Supplied records:
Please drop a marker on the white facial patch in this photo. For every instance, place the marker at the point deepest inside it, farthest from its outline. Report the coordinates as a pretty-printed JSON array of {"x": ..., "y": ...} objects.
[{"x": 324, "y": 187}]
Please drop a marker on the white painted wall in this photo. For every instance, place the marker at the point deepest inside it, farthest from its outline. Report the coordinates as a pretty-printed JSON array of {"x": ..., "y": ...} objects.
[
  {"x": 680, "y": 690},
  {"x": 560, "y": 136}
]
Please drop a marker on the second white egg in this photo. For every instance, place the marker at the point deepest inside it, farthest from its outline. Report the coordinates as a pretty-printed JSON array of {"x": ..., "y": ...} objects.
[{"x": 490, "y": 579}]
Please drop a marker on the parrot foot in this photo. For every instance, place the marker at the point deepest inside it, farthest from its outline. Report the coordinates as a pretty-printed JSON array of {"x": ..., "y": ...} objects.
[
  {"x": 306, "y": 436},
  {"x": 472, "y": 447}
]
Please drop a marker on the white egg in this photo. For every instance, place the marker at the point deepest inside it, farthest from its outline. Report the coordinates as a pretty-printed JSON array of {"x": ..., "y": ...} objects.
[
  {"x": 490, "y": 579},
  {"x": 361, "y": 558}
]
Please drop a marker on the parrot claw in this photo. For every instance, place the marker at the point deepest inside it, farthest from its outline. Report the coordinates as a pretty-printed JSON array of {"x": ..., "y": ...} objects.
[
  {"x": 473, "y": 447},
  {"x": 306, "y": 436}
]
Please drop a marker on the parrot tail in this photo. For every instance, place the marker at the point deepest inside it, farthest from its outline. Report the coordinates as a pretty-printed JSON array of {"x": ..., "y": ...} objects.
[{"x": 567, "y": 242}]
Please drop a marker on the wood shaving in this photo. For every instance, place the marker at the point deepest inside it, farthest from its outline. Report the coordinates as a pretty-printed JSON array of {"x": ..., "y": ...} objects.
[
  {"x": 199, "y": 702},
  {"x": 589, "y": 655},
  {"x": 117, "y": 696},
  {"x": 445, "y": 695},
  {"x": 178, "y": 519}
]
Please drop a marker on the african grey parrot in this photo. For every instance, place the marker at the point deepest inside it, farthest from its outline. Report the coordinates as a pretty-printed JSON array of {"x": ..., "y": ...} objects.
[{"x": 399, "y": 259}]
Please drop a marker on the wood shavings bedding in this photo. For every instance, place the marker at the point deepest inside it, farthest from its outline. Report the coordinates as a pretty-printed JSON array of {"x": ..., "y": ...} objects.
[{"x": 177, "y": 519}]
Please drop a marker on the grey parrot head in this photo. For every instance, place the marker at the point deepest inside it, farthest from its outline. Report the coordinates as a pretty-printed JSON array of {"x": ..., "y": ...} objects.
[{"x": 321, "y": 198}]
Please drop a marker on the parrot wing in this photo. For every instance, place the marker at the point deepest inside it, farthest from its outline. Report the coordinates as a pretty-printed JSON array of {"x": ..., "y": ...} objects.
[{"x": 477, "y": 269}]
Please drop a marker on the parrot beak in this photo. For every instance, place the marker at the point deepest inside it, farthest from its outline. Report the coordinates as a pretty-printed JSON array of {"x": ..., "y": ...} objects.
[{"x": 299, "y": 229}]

* * *

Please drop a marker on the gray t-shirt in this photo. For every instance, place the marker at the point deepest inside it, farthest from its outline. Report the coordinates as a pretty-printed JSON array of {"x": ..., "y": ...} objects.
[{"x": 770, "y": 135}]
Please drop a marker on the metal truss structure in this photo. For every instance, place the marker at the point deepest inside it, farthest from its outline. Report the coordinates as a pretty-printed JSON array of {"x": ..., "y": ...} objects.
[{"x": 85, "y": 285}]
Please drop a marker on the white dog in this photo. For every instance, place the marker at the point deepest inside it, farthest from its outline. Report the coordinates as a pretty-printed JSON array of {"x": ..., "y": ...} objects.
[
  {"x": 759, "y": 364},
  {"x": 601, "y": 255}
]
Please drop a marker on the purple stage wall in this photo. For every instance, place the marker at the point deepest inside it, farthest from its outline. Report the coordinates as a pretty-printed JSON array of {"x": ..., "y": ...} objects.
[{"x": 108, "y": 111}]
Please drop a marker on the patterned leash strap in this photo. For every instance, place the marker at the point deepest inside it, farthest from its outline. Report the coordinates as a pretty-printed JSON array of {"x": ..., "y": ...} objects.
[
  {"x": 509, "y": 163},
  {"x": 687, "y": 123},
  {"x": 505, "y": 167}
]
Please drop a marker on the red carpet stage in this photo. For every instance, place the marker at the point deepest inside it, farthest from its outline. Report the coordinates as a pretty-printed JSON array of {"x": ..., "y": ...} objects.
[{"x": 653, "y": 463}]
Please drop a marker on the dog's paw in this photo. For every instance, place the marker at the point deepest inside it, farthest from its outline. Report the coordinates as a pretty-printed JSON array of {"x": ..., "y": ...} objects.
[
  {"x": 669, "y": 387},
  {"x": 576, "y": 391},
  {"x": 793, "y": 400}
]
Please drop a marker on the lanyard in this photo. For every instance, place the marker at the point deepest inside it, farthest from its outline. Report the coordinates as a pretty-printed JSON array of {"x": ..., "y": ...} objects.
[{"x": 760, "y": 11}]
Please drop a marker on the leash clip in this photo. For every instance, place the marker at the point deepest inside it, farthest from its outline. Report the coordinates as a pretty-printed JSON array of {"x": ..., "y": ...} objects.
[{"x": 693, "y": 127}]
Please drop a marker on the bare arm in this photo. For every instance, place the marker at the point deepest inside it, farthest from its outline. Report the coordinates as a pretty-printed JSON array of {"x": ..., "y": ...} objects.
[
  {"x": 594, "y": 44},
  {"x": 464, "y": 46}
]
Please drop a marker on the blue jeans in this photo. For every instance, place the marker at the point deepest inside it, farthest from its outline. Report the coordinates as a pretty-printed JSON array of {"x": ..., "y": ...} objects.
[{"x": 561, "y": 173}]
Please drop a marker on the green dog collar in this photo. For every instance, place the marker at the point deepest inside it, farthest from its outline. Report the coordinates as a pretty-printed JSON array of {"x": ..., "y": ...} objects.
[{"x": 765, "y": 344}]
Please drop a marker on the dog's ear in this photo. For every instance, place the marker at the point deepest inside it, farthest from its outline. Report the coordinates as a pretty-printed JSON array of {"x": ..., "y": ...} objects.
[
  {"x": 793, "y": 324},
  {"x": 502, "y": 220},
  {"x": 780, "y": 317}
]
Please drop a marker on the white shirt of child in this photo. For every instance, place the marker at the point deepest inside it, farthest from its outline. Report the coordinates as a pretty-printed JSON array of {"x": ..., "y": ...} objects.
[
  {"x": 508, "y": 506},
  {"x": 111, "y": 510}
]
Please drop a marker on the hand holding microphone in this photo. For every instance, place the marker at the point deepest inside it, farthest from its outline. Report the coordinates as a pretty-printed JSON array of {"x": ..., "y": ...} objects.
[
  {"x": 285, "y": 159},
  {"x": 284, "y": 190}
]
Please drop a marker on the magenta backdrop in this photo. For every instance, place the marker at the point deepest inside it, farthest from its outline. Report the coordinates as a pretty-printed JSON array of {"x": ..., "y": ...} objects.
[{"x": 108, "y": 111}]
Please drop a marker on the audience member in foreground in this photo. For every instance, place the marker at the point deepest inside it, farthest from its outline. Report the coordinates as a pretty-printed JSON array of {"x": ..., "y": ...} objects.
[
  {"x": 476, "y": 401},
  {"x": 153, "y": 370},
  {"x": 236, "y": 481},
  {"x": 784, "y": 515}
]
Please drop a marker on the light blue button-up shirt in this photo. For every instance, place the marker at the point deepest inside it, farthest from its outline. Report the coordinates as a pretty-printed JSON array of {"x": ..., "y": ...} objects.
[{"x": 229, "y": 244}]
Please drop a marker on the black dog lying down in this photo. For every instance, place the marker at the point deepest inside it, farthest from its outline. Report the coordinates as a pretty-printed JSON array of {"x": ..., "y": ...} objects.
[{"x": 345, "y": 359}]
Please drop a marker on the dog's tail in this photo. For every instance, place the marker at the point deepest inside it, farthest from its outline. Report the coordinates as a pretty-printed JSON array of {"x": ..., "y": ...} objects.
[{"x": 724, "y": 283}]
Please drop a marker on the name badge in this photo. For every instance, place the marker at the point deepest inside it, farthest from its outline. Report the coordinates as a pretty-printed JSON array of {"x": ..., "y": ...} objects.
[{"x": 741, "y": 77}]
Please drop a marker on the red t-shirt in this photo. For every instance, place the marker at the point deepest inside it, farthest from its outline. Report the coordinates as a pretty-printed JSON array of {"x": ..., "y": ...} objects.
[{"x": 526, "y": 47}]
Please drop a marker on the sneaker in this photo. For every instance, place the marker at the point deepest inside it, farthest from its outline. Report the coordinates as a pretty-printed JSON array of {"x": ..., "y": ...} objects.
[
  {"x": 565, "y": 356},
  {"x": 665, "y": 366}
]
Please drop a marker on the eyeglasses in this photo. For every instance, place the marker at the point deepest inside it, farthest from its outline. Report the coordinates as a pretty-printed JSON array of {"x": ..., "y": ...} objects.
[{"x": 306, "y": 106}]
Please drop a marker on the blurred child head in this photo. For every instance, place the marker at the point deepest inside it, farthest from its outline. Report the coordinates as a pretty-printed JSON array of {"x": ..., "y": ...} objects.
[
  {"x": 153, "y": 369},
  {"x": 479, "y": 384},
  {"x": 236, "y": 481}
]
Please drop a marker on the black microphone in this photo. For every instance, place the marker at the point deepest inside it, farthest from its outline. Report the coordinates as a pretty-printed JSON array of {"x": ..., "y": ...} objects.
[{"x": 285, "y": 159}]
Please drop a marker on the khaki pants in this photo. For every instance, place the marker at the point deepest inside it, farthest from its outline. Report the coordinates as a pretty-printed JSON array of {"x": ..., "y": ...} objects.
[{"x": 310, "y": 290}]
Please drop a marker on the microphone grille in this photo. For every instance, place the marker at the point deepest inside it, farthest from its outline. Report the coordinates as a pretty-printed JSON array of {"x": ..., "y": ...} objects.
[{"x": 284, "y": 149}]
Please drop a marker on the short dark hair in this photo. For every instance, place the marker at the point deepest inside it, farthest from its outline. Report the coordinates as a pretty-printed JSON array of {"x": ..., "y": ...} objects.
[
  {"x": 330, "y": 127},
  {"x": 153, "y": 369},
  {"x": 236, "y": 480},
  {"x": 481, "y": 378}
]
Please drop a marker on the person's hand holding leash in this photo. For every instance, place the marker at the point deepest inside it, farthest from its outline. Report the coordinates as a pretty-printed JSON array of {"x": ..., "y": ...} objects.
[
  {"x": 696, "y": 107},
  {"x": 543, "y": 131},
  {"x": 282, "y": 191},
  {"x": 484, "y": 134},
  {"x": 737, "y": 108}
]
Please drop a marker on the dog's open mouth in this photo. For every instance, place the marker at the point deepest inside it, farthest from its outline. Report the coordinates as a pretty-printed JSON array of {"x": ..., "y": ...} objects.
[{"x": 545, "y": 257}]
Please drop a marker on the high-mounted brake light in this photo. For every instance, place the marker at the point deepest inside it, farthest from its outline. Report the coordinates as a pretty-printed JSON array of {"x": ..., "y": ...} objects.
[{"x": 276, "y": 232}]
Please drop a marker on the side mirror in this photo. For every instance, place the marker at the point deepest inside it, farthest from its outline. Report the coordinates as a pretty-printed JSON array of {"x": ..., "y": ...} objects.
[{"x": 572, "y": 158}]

Task prompt: Which lines of the entries above contain the word "child"? Show each of those lines in full, and treat case as significant.

Response:
Please drop a marker on the white shirt of child in this photo. For every instance, place the marker at the point deepest inside it, farthest from its outline. Report the coordinates as a pretty-printed JSON array of {"x": ..., "y": ...} objects.
Please drop a marker on the blurred child head in this photo. For every instance, place the marker at the point deepest inside it, farthest from its outline. Report the coordinates as a pretty-printed JSON array of {"x": ..., "y": ...} objects.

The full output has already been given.